#### Direction:
Lay out the records from the line with "mask job: white marble plaque" through the end of the records as a two-column CSV, with the column names request and answer and one row per request. Put each request's text and its answer in a single quoted field, and replace any line breaks with spaces.
## begin The input
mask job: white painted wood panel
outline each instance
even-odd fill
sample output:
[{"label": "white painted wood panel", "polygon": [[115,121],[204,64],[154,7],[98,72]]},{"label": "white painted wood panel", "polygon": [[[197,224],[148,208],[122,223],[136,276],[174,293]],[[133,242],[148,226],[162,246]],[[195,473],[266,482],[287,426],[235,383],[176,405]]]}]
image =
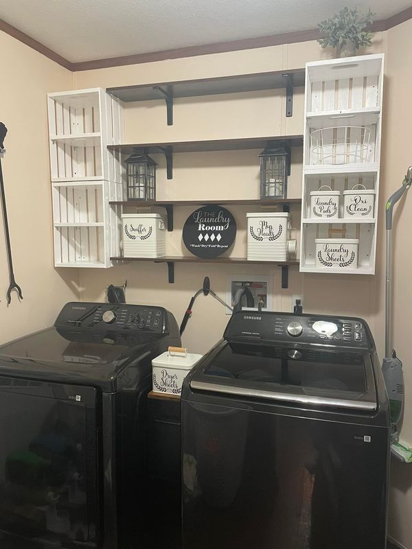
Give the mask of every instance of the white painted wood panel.
[{"label": "white painted wood panel", "polygon": [[[358,185],[374,189],[377,211],[383,62],[384,56],[378,54],[306,65],[301,272],[341,272],[336,268],[315,266],[315,240],[336,237],[359,240],[358,268],[345,272],[374,274],[377,216],[347,222],[343,219],[343,192]],[[320,141],[315,140],[312,134],[318,129],[322,130]],[[322,146],[317,150],[319,145]],[[310,218],[310,194],[323,185],[341,194],[341,222],[335,218],[331,222],[328,220],[318,222]]]}]

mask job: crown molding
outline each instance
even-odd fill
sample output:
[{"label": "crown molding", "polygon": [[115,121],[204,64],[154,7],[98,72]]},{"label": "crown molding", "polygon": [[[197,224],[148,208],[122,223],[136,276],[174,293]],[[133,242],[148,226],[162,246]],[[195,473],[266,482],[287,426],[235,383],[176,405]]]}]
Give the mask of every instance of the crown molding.
[{"label": "crown molding", "polygon": [[[411,19],[412,19],[412,7],[407,8],[399,13],[388,17],[387,19],[380,19],[375,21],[372,25],[371,30],[374,32],[389,30],[393,27],[396,27],[397,25],[404,23],[404,21]],[[282,44],[307,42],[317,40],[319,38],[319,30],[310,29],[309,30],[287,32],[283,34],[273,34],[256,38],[219,42],[215,44],[207,44],[201,46],[189,46],[174,49],[165,49],[161,51],[154,51],[149,54],[137,54],[122,57],[72,62],[2,19],[0,19],[0,31],[3,31],[10,36],[13,36],[13,38],[23,42],[23,44],[35,49],[72,72],[90,71],[95,69],[107,69],[111,67],[122,67],[128,65],[150,63],[154,61],[164,61],[168,59],[179,59],[185,57],[222,54],[242,49],[255,49],[256,48],[277,46]]]},{"label": "crown molding", "polygon": [[42,54],[43,56],[48,57],[49,59],[52,59],[52,61],[58,63],[58,65],[60,65],[69,71],[73,71],[73,63],[71,61],[59,56],[58,54],[56,54],[56,51],[45,46],[44,44],[38,42],[36,40],[34,40],[34,38],[29,36],[28,34],[22,32],[12,25],[9,25],[8,23],[3,21],[3,19],[0,19],[0,31],[1,30],[5,32],[6,34],[9,34],[14,38],[16,38],[16,40],[19,40],[20,42],[23,42],[26,46],[29,46],[29,47],[36,50],[36,51],[38,51],[39,54]]}]

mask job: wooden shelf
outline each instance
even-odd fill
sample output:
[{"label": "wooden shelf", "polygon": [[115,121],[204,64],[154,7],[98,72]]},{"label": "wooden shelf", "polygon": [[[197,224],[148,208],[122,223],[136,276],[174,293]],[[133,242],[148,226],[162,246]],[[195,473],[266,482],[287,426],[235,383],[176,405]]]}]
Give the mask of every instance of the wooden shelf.
[{"label": "wooden shelf", "polygon": [[363,164],[307,164],[304,166],[306,176],[362,176],[365,174],[376,174],[379,171],[379,164],[376,162]]},{"label": "wooden shelf", "polygon": [[380,110],[367,107],[360,110],[318,111],[308,113],[306,119],[312,129],[336,128],[339,126],[371,126],[379,119]]},{"label": "wooden shelf", "polygon": [[260,198],[252,198],[251,200],[123,200],[118,202],[111,200],[109,204],[112,206],[132,206],[135,207],[144,208],[150,206],[196,206],[199,204],[214,204],[217,205],[231,205],[231,206],[277,206],[284,204],[301,204],[301,198],[285,198],[285,199],[269,199],[261,200]]},{"label": "wooden shelf", "polygon": [[174,282],[174,264],[175,263],[209,263],[222,264],[247,264],[250,265],[271,265],[282,268],[282,288],[288,287],[289,267],[299,265],[297,259],[287,261],[248,261],[246,257],[213,257],[203,259],[195,255],[165,256],[164,257],[115,257],[110,258],[113,261],[150,261],[151,263],[166,263],[168,264],[169,283]]},{"label": "wooden shelf", "polygon": [[71,145],[72,147],[95,147],[100,144],[100,133],[91,132],[78,135],[51,135],[50,141]]},{"label": "wooden shelf", "polygon": [[109,150],[119,150],[123,154],[131,154],[134,148],[145,149],[149,154],[176,152],[209,152],[219,150],[264,149],[268,141],[284,141],[292,147],[301,147],[303,135],[277,135],[264,137],[242,137],[236,139],[208,139],[195,141],[169,141],[167,143],[137,143],[125,145],[108,145]]},{"label": "wooden shelf", "polygon": [[286,78],[284,75],[286,74],[292,78],[293,86],[304,86],[304,69],[294,69],[288,71],[252,73],[214,78],[122,86],[107,88],[106,91],[125,102],[163,99],[157,88],[168,91],[173,97],[191,97],[284,88]]},{"label": "wooden shelf", "polygon": [[102,222],[79,222],[79,223],[54,223],[55,227],[103,227],[104,223]]},{"label": "wooden shelf", "polygon": [[168,263],[168,261],[173,261],[174,263],[220,263],[220,264],[265,264],[268,265],[277,265],[282,266],[283,265],[297,265],[299,261],[297,260],[290,260],[288,261],[255,261],[248,260],[246,257],[212,257],[211,259],[204,259],[201,257],[196,257],[195,255],[176,255],[176,256],[165,256],[164,257],[111,257],[112,261],[152,261],[153,263]]},{"label": "wooden shelf", "polygon": [[86,186],[88,185],[102,184],[103,178],[102,176],[84,176],[84,177],[56,177],[52,178],[52,184],[53,187],[78,187]]},{"label": "wooden shelf", "polygon": [[333,269],[330,268],[321,268],[312,265],[310,267],[301,267],[301,272],[328,272],[332,274],[374,274],[374,269],[367,269],[359,267],[357,269]]},{"label": "wooden shelf", "polygon": [[164,208],[168,214],[168,231],[173,231],[173,209],[174,206],[198,206],[201,204],[231,205],[231,206],[282,206],[284,211],[289,211],[291,204],[301,204],[301,198],[273,198],[264,199],[252,198],[251,200],[111,200],[111,206],[132,207],[144,208],[157,207]]},{"label": "wooden shelf", "polygon": [[312,218],[306,218],[302,220],[302,223],[304,224],[313,224],[313,225],[319,225],[319,224],[348,224],[349,223],[361,223],[361,224],[367,224],[369,223],[369,224],[374,224],[376,222],[376,220],[374,219],[373,218],[357,218],[354,219],[353,218],[334,218],[333,219],[312,219]]},{"label": "wooden shelf", "polygon": [[95,263],[93,261],[67,261],[67,263],[55,263],[54,266],[60,267],[78,267],[84,268],[106,268],[104,263]]}]

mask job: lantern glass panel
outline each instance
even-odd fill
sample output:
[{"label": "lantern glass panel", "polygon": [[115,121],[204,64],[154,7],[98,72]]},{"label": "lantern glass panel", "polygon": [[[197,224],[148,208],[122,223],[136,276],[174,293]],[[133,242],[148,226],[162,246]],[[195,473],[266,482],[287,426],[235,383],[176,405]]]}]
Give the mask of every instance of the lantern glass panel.
[{"label": "lantern glass panel", "polygon": [[286,154],[260,157],[260,194],[262,198],[284,198],[286,195],[287,163]]},{"label": "lantern glass panel", "polygon": [[143,151],[135,151],[126,161],[127,198],[132,200],[156,198],[156,163]]}]

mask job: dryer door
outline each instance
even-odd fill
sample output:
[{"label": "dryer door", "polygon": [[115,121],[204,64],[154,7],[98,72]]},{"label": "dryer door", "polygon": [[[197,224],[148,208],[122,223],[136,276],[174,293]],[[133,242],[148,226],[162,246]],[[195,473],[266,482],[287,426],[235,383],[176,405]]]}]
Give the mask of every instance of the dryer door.
[{"label": "dryer door", "polygon": [[96,406],[92,388],[0,377],[0,536],[97,546]]}]

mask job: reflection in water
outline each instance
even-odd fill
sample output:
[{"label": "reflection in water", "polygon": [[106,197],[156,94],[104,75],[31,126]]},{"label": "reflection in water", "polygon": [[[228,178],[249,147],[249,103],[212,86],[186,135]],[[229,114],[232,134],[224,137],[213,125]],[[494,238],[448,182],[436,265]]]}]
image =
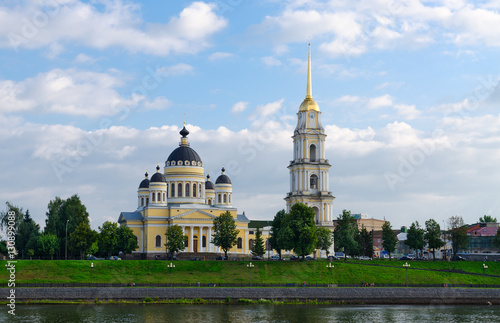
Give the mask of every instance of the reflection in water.
[{"label": "reflection in water", "polygon": [[0,322],[498,322],[500,306],[19,305]]}]

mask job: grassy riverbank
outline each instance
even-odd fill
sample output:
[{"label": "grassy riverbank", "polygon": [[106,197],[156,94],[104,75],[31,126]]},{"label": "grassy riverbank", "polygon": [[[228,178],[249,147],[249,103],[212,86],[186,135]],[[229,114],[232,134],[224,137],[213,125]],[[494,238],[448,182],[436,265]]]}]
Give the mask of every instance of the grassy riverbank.
[{"label": "grassy riverbank", "polygon": [[[19,260],[16,264],[17,283],[90,283],[90,261],[82,260]],[[94,283],[169,283],[167,261],[93,261]],[[290,262],[255,261],[252,272],[246,261],[174,261],[174,283],[248,283],[254,284],[328,284],[326,261]],[[404,284],[406,275],[402,261],[336,261],[331,272],[333,284]],[[482,284],[482,262],[409,262],[409,284]],[[1,261],[4,268],[6,261]],[[486,274],[500,276],[500,263],[487,262]],[[417,270],[425,269],[425,270]],[[8,281],[8,272],[0,271],[0,282]],[[484,278],[486,284],[500,285],[500,277]]]}]

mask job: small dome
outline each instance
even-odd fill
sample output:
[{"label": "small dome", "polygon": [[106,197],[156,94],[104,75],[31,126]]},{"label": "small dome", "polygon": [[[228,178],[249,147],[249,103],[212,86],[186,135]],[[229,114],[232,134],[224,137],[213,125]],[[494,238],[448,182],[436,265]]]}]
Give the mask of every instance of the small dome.
[{"label": "small dome", "polygon": [[188,146],[180,146],[177,147],[170,156],[168,156],[167,162],[177,162],[177,161],[182,161],[184,164],[185,161],[190,161],[190,162],[201,162],[200,156],[198,156],[198,153],[194,151],[193,148],[188,147]]},{"label": "small dome", "polygon": [[224,169],[224,167],[222,167],[222,174],[217,177],[215,184],[231,184],[231,179],[229,178],[229,176],[224,174],[225,172],[226,170]]},{"label": "small dome", "polygon": [[299,112],[300,111],[319,111],[319,106],[314,101],[313,98],[306,98],[304,101],[302,101],[302,104],[300,105]]},{"label": "small dome", "polygon": [[148,172],[146,172],[144,176],[146,176],[146,178],[142,180],[141,184],[139,184],[139,188],[149,188]]},{"label": "small dome", "polygon": [[207,175],[207,181],[205,182],[205,189],[206,190],[215,190],[214,183],[210,181],[210,175]]},{"label": "small dome", "polygon": [[162,173],[160,173],[160,166],[156,166],[156,173],[151,176],[151,183],[166,183],[167,180],[165,179],[165,176],[163,176]]}]

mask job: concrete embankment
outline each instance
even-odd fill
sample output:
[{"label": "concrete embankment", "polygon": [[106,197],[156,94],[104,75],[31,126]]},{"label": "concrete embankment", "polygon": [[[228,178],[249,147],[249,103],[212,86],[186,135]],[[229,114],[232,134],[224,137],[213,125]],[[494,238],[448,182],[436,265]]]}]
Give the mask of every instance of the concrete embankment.
[{"label": "concrete embankment", "polygon": [[[1,288],[6,299],[10,289]],[[478,288],[16,288],[15,299],[27,300],[143,300],[152,299],[271,299],[318,300],[347,304],[493,304],[500,289]]]}]

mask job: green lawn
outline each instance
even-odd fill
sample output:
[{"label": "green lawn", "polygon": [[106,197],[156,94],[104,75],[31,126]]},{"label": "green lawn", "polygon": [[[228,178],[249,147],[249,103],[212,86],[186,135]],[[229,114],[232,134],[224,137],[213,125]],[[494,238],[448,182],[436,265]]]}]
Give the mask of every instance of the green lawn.
[{"label": "green lawn", "polygon": [[[90,261],[86,260],[19,260],[16,281],[20,283],[89,283]],[[99,283],[169,283],[169,261],[93,261],[93,282]],[[250,270],[246,261],[174,261],[172,280],[175,283],[248,283]],[[329,282],[326,261],[253,261],[254,283],[308,284]],[[404,284],[403,261],[336,261],[332,270],[332,283]],[[482,273],[482,262],[409,262],[409,284],[482,284],[483,277],[454,271]],[[5,268],[6,261],[0,261]],[[379,265],[379,266],[372,266]],[[500,263],[487,262],[487,274],[500,276]],[[443,271],[416,270],[434,269]],[[451,271],[450,271],[451,270]],[[8,272],[0,271],[0,282],[7,282]],[[486,277],[487,284],[500,285],[500,277]]]}]

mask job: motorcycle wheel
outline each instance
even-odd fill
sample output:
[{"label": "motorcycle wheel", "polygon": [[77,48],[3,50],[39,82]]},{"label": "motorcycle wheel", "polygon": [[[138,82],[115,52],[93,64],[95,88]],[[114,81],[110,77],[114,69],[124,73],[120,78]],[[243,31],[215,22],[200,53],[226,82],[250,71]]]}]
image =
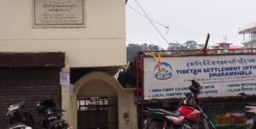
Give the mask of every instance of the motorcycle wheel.
[{"label": "motorcycle wheel", "polygon": [[161,122],[154,122],[149,125],[148,129],[162,129],[163,123]]}]

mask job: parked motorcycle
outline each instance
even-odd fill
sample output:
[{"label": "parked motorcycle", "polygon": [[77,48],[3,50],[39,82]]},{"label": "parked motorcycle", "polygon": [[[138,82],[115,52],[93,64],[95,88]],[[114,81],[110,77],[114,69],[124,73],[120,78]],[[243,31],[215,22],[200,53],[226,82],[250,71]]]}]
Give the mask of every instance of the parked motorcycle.
[{"label": "parked motorcycle", "polygon": [[247,129],[256,128],[256,104],[246,104],[245,111],[247,117]]},{"label": "parked motorcycle", "polygon": [[201,92],[201,85],[195,80],[191,82],[189,90],[192,93],[185,94],[186,97],[180,101],[180,106],[177,111],[170,112],[162,109],[146,108],[143,111],[146,116],[144,129],[192,129],[201,115],[204,116],[201,121],[204,128],[215,129],[214,125],[208,121],[201,109],[197,98]]},{"label": "parked motorcycle", "polygon": [[53,100],[44,100],[37,104],[41,125],[47,129],[67,129],[68,126],[61,120],[62,109],[56,107]]},{"label": "parked motorcycle", "polygon": [[22,111],[24,101],[10,105],[7,109],[7,118],[10,126],[8,129],[32,129],[33,118],[29,112]]}]

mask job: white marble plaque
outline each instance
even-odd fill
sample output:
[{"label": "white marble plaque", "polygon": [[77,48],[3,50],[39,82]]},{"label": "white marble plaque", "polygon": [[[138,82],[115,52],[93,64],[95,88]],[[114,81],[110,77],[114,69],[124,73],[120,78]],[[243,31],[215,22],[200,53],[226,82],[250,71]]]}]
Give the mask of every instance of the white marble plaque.
[{"label": "white marble plaque", "polygon": [[33,27],[85,27],[84,0],[33,0]]}]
## end The input
#### Reply:
request,answer
"mask job: white marble plaque outline each instance even-odd fill sample output: [{""label"": ""white marble plaque"", ""polygon"": [[77,48],[3,50],[39,82]]},{""label"": ""white marble plaque"", ""polygon"": [[[138,82],[115,52],[93,64],[95,88]],[[114,81],[110,77],[114,69],[124,73],[120,78]],[[243,31],[215,22],[200,53],[226,82],[250,71]]]}] Give the mask of every instance of the white marble plaque.","[{""label"": ""white marble plaque"", ""polygon"": [[33,27],[85,27],[84,0],[33,0]]}]"